▸ **Work to complete**
How many of the lines below contain the word "sneaker"? Reply with the number only.

◆ ◆ ◆ ◆ ◆

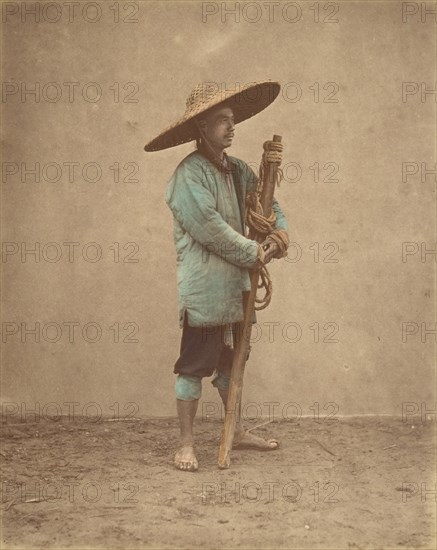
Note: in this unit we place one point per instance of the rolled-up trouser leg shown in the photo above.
(188, 388)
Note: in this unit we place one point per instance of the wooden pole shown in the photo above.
(244, 331)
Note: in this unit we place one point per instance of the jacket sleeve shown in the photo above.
(194, 206)
(252, 181)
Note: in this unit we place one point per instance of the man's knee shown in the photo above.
(221, 380)
(188, 388)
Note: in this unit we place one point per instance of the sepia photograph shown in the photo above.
(218, 275)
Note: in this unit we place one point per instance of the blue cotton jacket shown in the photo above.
(213, 254)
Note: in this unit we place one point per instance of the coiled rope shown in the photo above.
(264, 227)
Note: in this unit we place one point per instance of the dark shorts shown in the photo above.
(203, 350)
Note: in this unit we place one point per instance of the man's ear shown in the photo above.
(202, 124)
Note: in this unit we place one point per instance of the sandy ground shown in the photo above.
(356, 483)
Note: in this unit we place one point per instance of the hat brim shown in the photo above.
(250, 100)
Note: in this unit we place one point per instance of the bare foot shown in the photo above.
(245, 440)
(185, 459)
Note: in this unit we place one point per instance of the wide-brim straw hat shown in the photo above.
(245, 101)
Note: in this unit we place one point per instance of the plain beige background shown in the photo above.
(368, 213)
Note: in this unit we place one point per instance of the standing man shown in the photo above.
(207, 195)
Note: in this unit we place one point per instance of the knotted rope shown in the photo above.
(264, 227)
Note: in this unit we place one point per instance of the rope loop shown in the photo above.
(264, 226)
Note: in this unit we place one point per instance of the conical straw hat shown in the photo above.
(245, 101)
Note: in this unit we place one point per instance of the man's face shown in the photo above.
(219, 127)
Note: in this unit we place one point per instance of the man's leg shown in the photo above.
(188, 391)
(242, 438)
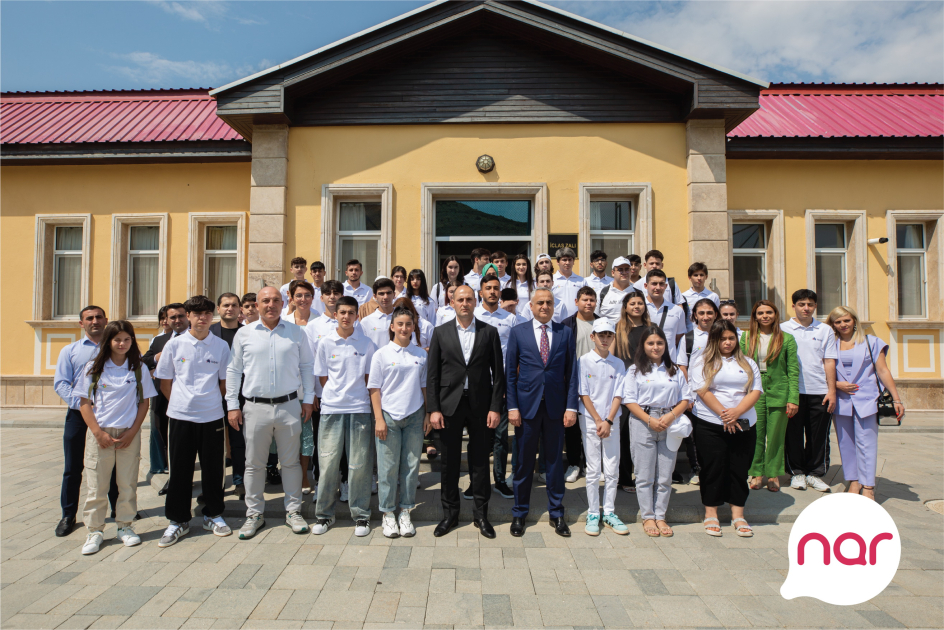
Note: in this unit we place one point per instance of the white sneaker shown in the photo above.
(93, 543)
(390, 525)
(816, 483)
(406, 525)
(128, 537)
(573, 472)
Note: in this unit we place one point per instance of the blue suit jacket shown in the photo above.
(529, 379)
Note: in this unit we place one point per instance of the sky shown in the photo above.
(75, 45)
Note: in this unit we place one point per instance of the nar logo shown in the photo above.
(844, 550)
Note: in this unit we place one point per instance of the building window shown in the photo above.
(220, 261)
(830, 249)
(359, 231)
(67, 272)
(912, 281)
(749, 246)
(612, 227)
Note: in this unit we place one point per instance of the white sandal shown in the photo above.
(743, 532)
(711, 532)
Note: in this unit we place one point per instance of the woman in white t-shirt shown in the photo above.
(727, 385)
(397, 386)
(114, 389)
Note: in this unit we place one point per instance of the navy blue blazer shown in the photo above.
(529, 379)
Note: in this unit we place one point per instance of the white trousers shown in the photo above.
(602, 458)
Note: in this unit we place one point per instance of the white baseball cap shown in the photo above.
(678, 430)
(603, 324)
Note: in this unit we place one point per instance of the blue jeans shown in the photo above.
(353, 433)
(398, 459)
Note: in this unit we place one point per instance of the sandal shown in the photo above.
(652, 532)
(712, 530)
(744, 531)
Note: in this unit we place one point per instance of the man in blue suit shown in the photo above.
(541, 368)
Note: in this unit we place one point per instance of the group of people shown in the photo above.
(336, 389)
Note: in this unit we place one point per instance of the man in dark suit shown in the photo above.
(542, 401)
(465, 386)
(177, 319)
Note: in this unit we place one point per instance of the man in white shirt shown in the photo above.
(192, 370)
(273, 359)
(598, 279)
(610, 303)
(566, 282)
(354, 287)
(342, 365)
(817, 352)
(669, 317)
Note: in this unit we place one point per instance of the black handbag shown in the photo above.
(885, 402)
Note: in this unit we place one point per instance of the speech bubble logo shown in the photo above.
(844, 550)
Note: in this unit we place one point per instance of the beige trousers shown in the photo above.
(99, 463)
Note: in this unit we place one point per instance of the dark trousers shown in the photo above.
(725, 461)
(811, 422)
(73, 447)
(187, 441)
(481, 440)
(536, 431)
(626, 458)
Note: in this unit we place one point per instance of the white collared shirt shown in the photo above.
(116, 397)
(345, 362)
(270, 363)
(400, 375)
(500, 319)
(656, 389)
(601, 379)
(814, 343)
(727, 386)
(362, 293)
(196, 366)
(565, 289)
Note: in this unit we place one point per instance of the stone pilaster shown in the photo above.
(267, 206)
(708, 238)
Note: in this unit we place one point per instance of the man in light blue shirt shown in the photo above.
(72, 361)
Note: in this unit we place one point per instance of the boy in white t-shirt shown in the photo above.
(600, 389)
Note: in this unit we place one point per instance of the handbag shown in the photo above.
(885, 403)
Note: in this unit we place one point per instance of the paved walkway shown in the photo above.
(462, 580)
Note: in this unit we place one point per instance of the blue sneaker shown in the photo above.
(612, 521)
(593, 525)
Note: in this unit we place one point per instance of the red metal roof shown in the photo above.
(846, 110)
(111, 116)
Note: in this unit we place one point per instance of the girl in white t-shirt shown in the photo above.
(114, 389)
(727, 386)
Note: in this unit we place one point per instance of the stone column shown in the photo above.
(708, 238)
(267, 206)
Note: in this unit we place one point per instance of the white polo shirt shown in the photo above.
(655, 389)
(814, 343)
(362, 293)
(400, 375)
(565, 289)
(500, 319)
(727, 386)
(197, 367)
(116, 399)
(601, 380)
(377, 327)
(345, 362)
(700, 342)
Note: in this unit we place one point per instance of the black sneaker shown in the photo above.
(503, 490)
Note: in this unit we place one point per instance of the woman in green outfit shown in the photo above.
(774, 352)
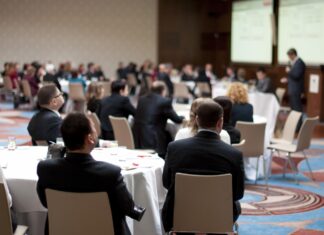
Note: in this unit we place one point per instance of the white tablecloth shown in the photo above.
(144, 183)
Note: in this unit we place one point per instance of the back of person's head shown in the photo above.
(118, 85)
(158, 87)
(209, 113)
(292, 51)
(46, 94)
(75, 128)
(226, 104)
(237, 93)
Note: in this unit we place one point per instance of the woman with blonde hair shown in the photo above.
(241, 110)
(94, 95)
(192, 128)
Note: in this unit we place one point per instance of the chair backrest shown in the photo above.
(106, 85)
(204, 88)
(289, 129)
(122, 132)
(180, 90)
(203, 203)
(5, 219)
(253, 133)
(131, 80)
(26, 88)
(280, 92)
(79, 213)
(305, 133)
(94, 118)
(76, 92)
(41, 143)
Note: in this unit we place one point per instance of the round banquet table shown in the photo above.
(142, 174)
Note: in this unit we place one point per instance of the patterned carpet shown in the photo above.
(284, 208)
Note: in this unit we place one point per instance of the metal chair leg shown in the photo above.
(308, 165)
(293, 167)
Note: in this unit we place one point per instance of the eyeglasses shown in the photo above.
(61, 93)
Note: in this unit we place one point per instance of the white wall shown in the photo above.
(102, 31)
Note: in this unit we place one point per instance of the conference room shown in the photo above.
(155, 117)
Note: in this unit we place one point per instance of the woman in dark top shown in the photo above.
(94, 95)
(241, 110)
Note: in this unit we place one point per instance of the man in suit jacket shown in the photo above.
(79, 172)
(118, 105)
(45, 124)
(204, 153)
(151, 116)
(296, 74)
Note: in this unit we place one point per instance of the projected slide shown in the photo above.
(252, 32)
(301, 26)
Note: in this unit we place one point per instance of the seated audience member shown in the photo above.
(30, 77)
(117, 105)
(241, 110)
(94, 96)
(231, 75)
(164, 76)
(153, 111)
(187, 74)
(226, 104)
(75, 78)
(9, 198)
(45, 124)
(209, 72)
(264, 82)
(203, 153)
(79, 172)
(192, 128)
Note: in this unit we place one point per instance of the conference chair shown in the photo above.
(94, 118)
(280, 92)
(5, 217)
(204, 89)
(203, 204)
(106, 85)
(253, 147)
(79, 213)
(122, 132)
(288, 133)
(303, 143)
(181, 91)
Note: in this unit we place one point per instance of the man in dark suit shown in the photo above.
(151, 116)
(204, 153)
(163, 76)
(296, 73)
(79, 172)
(118, 105)
(226, 104)
(45, 124)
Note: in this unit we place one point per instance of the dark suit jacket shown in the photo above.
(114, 105)
(296, 78)
(151, 117)
(241, 112)
(164, 77)
(45, 125)
(81, 173)
(204, 152)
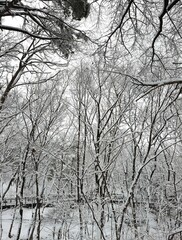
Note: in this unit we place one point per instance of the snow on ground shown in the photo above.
(53, 222)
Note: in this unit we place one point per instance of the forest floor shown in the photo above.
(68, 228)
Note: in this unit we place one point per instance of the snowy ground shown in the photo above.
(69, 227)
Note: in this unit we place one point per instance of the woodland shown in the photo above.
(90, 119)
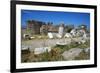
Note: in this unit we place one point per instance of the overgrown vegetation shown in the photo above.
(56, 53)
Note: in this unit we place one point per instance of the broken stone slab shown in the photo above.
(72, 53)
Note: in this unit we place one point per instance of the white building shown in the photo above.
(61, 30)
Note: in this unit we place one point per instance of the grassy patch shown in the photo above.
(83, 56)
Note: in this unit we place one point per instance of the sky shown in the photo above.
(75, 18)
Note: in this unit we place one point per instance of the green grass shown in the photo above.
(55, 53)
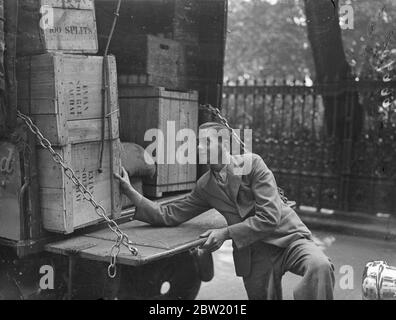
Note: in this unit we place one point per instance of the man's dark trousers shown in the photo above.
(302, 257)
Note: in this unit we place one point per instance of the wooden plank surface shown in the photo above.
(152, 243)
(63, 95)
(62, 207)
(69, 27)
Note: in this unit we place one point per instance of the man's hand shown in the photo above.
(127, 188)
(125, 183)
(215, 240)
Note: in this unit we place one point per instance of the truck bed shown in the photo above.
(153, 243)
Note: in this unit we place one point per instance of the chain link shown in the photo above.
(217, 113)
(122, 238)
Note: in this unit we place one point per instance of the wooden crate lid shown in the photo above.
(138, 92)
(70, 4)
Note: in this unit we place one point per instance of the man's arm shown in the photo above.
(171, 214)
(267, 211)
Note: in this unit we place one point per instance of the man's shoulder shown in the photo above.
(202, 181)
(249, 160)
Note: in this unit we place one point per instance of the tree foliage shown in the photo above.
(268, 38)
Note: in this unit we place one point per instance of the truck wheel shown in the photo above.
(175, 278)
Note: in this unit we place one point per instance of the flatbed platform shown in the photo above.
(153, 243)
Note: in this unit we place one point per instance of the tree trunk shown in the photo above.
(324, 34)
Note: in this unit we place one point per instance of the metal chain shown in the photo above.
(217, 113)
(122, 238)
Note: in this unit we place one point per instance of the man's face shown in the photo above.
(212, 147)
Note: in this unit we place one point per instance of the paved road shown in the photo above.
(343, 251)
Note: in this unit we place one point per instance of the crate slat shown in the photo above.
(63, 208)
(63, 94)
(71, 28)
(145, 108)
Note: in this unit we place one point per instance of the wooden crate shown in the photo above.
(63, 95)
(63, 209)
(66, 26)
(145, 108)
(152, 61)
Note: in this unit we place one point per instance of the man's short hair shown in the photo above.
(213, 125)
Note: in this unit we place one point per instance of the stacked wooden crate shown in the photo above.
(63, 94)
(145, 108)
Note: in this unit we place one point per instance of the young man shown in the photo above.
(268, 236)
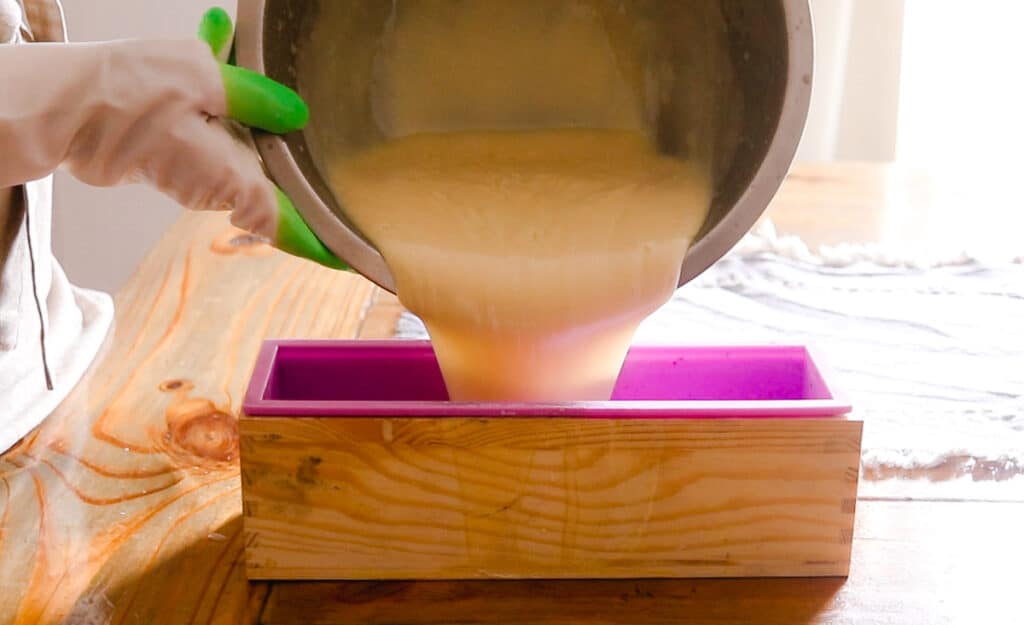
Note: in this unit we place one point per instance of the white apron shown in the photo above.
(50, 331)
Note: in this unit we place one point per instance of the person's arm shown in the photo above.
(147, 111)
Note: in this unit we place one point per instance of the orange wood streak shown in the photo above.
(108, 472)
(32, 605)
(99, 427)
(6, 510)
(238, 326)
(101, 501)
(231, 545)
(163, 540)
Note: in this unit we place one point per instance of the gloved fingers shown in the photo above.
(203, 167)
(295, 237)
(218, 32)
(252, 98)
(258, 101)
(207, 168)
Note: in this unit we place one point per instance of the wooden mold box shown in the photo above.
(708, 462)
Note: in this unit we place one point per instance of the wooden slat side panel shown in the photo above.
(553, 498)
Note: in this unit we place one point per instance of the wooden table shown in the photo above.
(124, 507)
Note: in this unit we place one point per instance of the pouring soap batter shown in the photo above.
(519, 196)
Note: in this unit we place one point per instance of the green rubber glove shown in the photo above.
(257, 101)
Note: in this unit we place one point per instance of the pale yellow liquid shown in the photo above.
(531, 257)
(517, 195)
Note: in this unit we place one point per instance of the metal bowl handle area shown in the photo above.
(280, 153)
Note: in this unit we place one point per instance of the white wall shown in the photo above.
(100, 235)
(855, 103)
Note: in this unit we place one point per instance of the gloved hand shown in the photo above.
(153, 111)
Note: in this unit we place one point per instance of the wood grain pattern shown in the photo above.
(461, 498)
(134, 480)
(913, 564)
(928, 550)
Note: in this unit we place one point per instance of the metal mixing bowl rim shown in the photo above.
(365, 258)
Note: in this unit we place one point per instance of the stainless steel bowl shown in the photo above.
(768, 42)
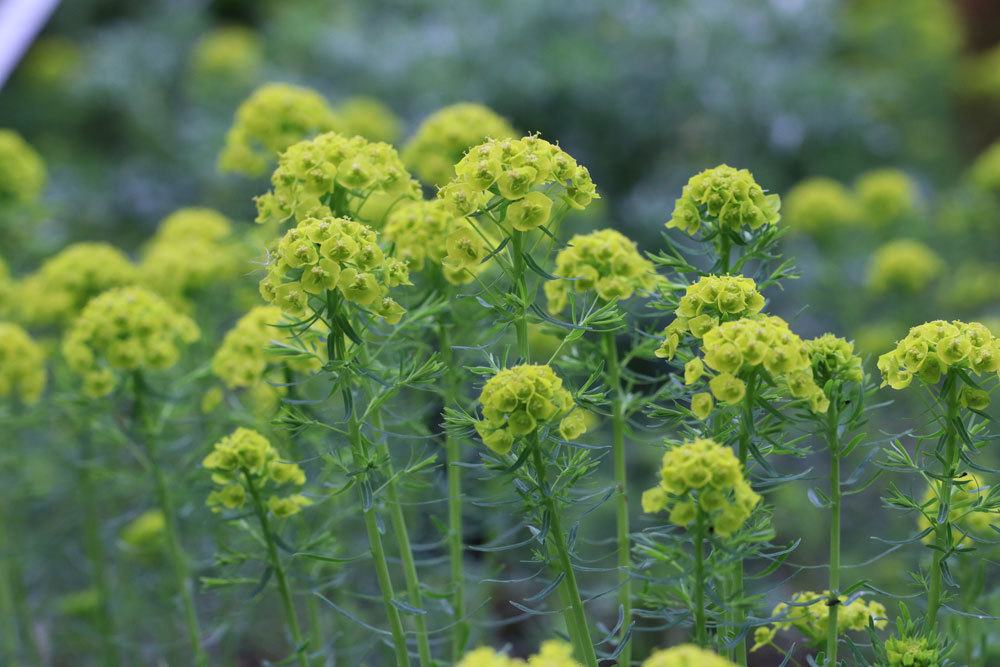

◆ ◆ ◆ ◆ ◆

▸ **Answer below**
3